(Supplied material begins)
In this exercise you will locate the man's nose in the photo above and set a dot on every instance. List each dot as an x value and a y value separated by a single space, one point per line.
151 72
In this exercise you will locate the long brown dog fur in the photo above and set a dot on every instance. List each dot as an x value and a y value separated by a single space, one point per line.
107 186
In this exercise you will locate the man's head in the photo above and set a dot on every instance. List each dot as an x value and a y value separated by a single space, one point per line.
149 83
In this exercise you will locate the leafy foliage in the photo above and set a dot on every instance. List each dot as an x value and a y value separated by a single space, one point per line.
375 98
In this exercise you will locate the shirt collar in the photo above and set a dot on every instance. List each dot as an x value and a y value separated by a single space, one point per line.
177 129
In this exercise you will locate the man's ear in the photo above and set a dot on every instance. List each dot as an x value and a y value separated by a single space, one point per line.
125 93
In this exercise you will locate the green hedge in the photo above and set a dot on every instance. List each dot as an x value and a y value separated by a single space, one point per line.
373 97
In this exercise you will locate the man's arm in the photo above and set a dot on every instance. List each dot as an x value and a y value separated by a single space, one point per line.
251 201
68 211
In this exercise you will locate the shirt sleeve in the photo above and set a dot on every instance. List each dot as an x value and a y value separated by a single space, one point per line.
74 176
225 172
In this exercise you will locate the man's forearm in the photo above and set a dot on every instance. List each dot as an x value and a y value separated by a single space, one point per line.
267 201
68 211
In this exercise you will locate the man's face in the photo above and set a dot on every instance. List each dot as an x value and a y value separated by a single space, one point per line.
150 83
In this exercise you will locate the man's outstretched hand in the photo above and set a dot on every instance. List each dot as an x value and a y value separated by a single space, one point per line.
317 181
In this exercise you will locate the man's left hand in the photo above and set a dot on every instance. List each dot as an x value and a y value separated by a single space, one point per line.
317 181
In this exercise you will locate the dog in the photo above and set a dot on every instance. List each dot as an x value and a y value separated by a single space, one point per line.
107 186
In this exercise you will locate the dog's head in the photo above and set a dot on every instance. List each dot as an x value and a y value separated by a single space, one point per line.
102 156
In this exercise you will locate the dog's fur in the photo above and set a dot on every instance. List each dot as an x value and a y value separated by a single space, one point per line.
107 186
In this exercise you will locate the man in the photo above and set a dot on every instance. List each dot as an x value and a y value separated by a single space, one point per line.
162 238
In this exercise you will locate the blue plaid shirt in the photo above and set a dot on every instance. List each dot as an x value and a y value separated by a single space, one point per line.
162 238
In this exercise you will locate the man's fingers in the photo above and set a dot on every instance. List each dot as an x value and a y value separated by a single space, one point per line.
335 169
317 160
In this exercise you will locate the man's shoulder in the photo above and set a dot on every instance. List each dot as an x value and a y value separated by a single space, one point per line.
(Supplied material ends)
Retype all of the lines shown above, keeping each one exact.

:: Answer section ::
In this exercise you will locate the man's nose in the photo above and set a dot on every instance. List each dot as an x value and a y value separated by a single space, one point per line.
151 72
In this exercise you will locate the long brown dog fur in the photo above and set a dot on every instance. List each dot as an x value and a y value separated by a single space, one point per line.
107 186
In this exercise you will locate the man's head in the photo above and set a dot on every instance. List each dot as an x value and a y value separated by a single space, one point per line.
149 83
In this exercise you will locate the leafy foliage in the photo above and set a dot on every instance. List each dot as an x value and a y value separated by a single space, one point per line.
375 98
In this exercise you will locate the shirt collar in the photo above and set a dot on every instance. List each dot as an x value and a y value separated by a single space, one point per line.
177 129
In this exercise you will locate the man's ear in the photo above and set a dot on every instance. List each dot as an x value and a y value separated by a single space, one point per line.
125 93
In this exercise you will locate the green hedge in the photo above and set a dot on every instance. List each dot as an x value and a y value separated by a single space, one point per line.
373 97
In this exercise you will locate the man's arm in the photo above and set a dot on every instance. List each dot as an x value and a y value separated by a single space, one point per line.
251 201
68 211
In this exercise you will locate the shirt sleeve in the photo above and set a dot on every instance. List each dot as an x value and a y value separated by a single space, one point per line.
74 176
225 172
In this exercise you will locate the man's forearm in the photo above and set a dot on every instance. List each dot as an x value and a y value separated by a single space, one point per line.
267 201
68 211
In this exercise you will locate the man's face in the photo above and set a dot on every instance. List each dot as an x value and a y value separated by a single space, one point per line.
150 83
In this exercise you will locate the man's outstretched hand in the photo above and set a dot on every instance. List each dot as an x value and a y value separated by a single space, one point per line.
317 181
In this exercise you will locate the man's left hand in the photo above and set a dot on every instance. List each dot as an x value and a y value separated by a single space, one point per line.
317 181
In this exercise you will locate the dog in the photo above and set a dot on every instance. List each dot as an x value and a y value separated by a single space, one point per line.
107 186
In this exercise you will locate the dog's head in the photo above and set a dot on every instance. List each dot as an x value and a y value separated by a single space, one point per line.
102 156
In this exercise you will locate the dog's fur in the photo above and set a dot on every instance. List each dot as an x value and a y value separated by a single space, one point per line.
107 186
In this exercise you will locate the man in the photo above and set a dot on every instance. List each dot as an x value and a y value separated by a single space, one point per line.
162 238
In this exercise you will locate the blue plaid shirt in the photo above and set a dot on every instance. List each dot as an x value and a y value separated by a single space, one point per line.
162 238
In this exercise you will locate the man's fingers in the photo above and set a dot on every instance. List each dot as an x value and a y value separated by a single space, one point per line.
335 169
317 160
In this exercise you will locate the man's shoulder in the photo above and set a dot on every instance. List each dot as an x value and a y value separated by a single space, one point per line.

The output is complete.